Personalmangel mache Pflegekräfte krank
Mit drastischen Worten schilderten Beteiligte des Bündnisses die Zustände in den Krankenhäusern. Der dauerhafte Personalmangel mache die Pflegekräfte krank, sagte Kirsten Rautenstrauch, Betriebsrätin in der Asklepios-Klinik Altona. Zum Teil sei eine Pflegekraft mit 30 Patienten allein. Bei Engpässen würden Patienten auf den Fluren untergebracht, wo sie bei Notfällen nicht einmal klingeln könnten. Eine Ausbildung gäbe es nur noch «im Schnelldurchlauf». Zimmer würden zum Teil nur noch notdürftig gereinigt. Derartige Mängel gebe es in allen Hamburger Krankenhäusern, unabhängig von der Trägerschaft.
Die ehemalige Klinikmitarbeiterin Irene Thiele beklagte, sie habe nach einem Unfall als Patientin erlebt, dass Pflegekräfte keine Zeit für sie gehabt hätten. Patienten würden heutzutage nur noch als "Kostenfaktor" abgearbeitet oder "einfach nur liegengelassen". Sie habe sie viele Fehler bei der Arbeit entdeckt. Thiele: "Es ist schrecklich. Und es ist lebensgefährlich."
Prüfer-Storcks hält Initiative für falschen Weg
Hamburgs Gesundheitssenatorin Cornelia Prüfer-Storcks (SPD) hält das Anliegen der Initiative, die Pflegesituation in Hamburgs Krankenhäusern zu verbessern, für richtig, sagt aber, das Bündnis würde den falschen Weg gehen. Personalvorgaben für die Pflege würden bundesweit geregelt, "auch die Finanzierung der Krankenhauskosten wird durch ein Bundesgestez geregelt".
Prüfer-Storcks wies darauf hin, dass der Senat sich bereits erfolgreich dafür eingesetzt habe, "dass solche bundesweiten Vorgaben nun für die Krankenhausabteilungen ab 01. Januar 2019 kommen und von den Krankenkassen bezahlt werden". Eine "Hamburger Insellösung mit ungedeckten Kosten" helfe nicht weiter: "Entweder werden damit die Hamburger Krankenhäuser in die roten Zahlen geschickt oder der Hamburger Steuerzahler muss bezahlen, was eigentlich Sache der Krankenkassen ist. Besonders fragwürdig wird die Initiative dadurch, dass eine bundesweite Regelung die Hamburger Volksinitiative auch zeitlich überholen wird."

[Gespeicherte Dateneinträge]
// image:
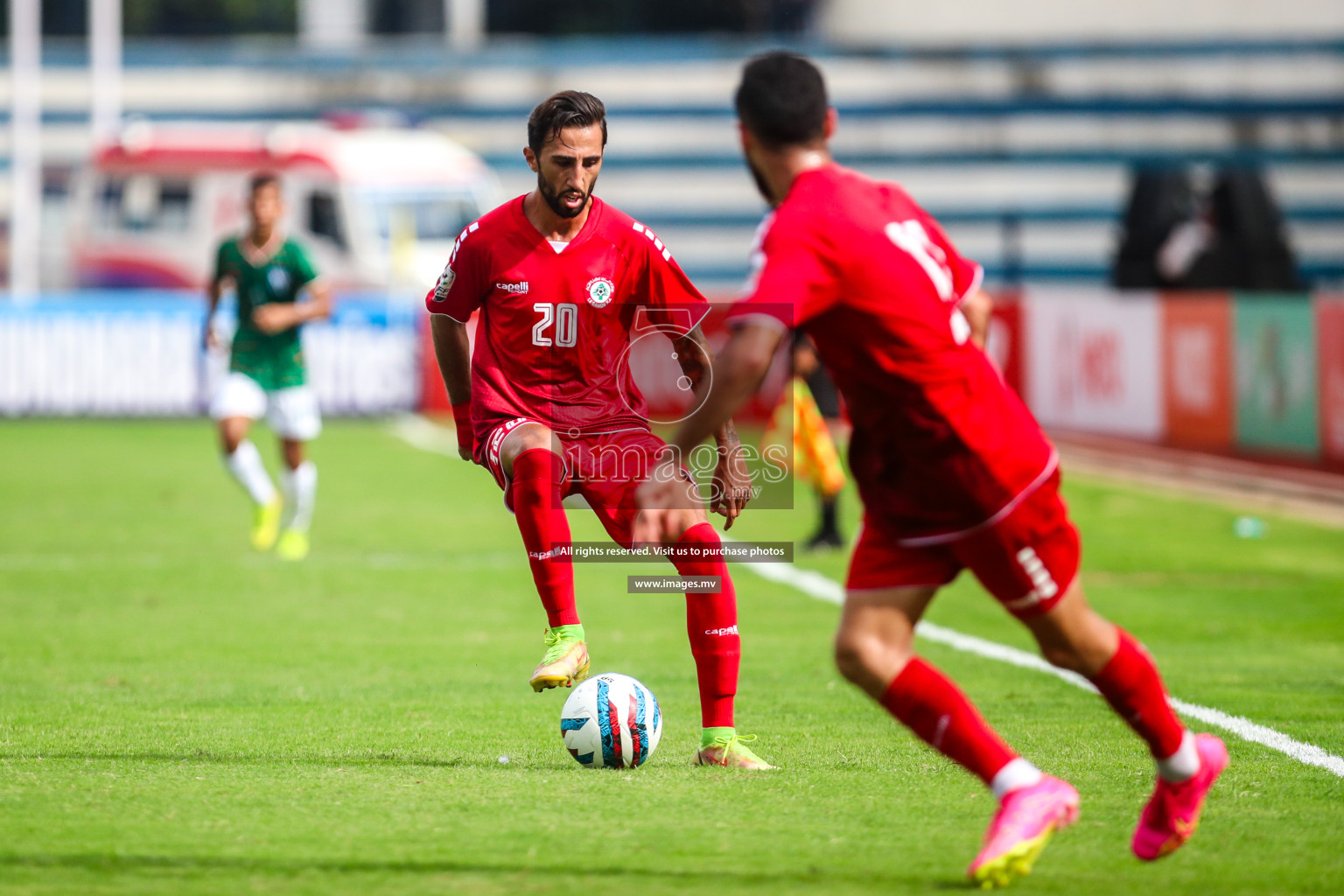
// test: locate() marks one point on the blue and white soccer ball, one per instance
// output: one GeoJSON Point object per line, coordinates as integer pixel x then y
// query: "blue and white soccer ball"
{"type": "Point", "coordinates": [611, 722]}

**Material erschließen:**
a – Mit wie vielen Patienten ist laut dem Bericht zur Pflege in Hamburger Krankenhäusern eine Pflegekraft zum Teil allein?
b – Schreiben Sie den Bericht zur Pflege in Hamburger Krankenhäusern nach seinem letzten Satz weiter.
Die Einträge werden hier nicht gebraucht.

**Antworten je Aufgabe:**
a – Mit 30 Patienten.

b –
SPD und Grüne kritisieren Bündnis
Auch die gesundheitspolitischen Sprecherinnen von SPD- und Grünen-Fraktion, Sylvia Wowretzko und Christiane Blömeke, kritisieren die Volksinitiative: Beide weisen ebenso wie Senatorin Prüfer-Storcks auf die bundesrechtlichen Vorgaben und die bereits vom Senat angestoßenen Veränderungen hin. Blömeke sagte, die Kostenfrage bei den Vorschlägen der Initiative sei "vollkommen ungeklärt": "Die Hamburger Krankenhäuser könnten am Ende in eine schwere Schieflagen geraten, wenn die Krankenkassen die Hamburger Sonderregelung nicht bezahlen."
Wowretzko betonte, dass Hamburg schon jetzt einen Spitzenplatz bei den Krankenhausinvestitionen in Deutschland belege: "Die von der Volksinitiative angestrebte Verankerung von Personaluntergrenzen im Hamburger Krankenhausgesetz wirft aus meiner Sicht eher rechtliche und finanzielle Fragen auf, die bisher nicht beantwortet werden."
Linke unterstützt Gesetzentwurf und sammelt Unterschriften
Die Linke teilte mit, dass sie die Initiative aktiv mit dem Sammeln von Unterschriften unterstütze. Die Landessprecherin der Linken Zaklin Nastic erklärte, bundesweit fehlten 100.000 Pflegekräfte in den Krankenhäusern, zudem seien Arbeitsbedingungen und Bezahlung schlecht: "Aber wer wichtige und verantwortungsvolle Tätigkeiten mit Menschen ausübt, der hat eine bessere Behandlung verdient – genau wie die Patienten."
David Stoop, Landessprecher der Linken in Hamburg sagte, die Linke unterstütze den Gesetzentwurf der Volksinitiative, "weil er bessere Bedingungen für die Kolleginnen und Kollegen in den Krankenhäusern und mehr Sicherheit für die Hamburger Bevölkerung in der Gesundheitsversorgung in den Krankenhäusern bietet." Man werde dazu beitragen, "dass bis Ende März die für die erste Phase notwendigen 10.000 bis 12.000 Unterschriften zusammenkommen", so Stoop weiter.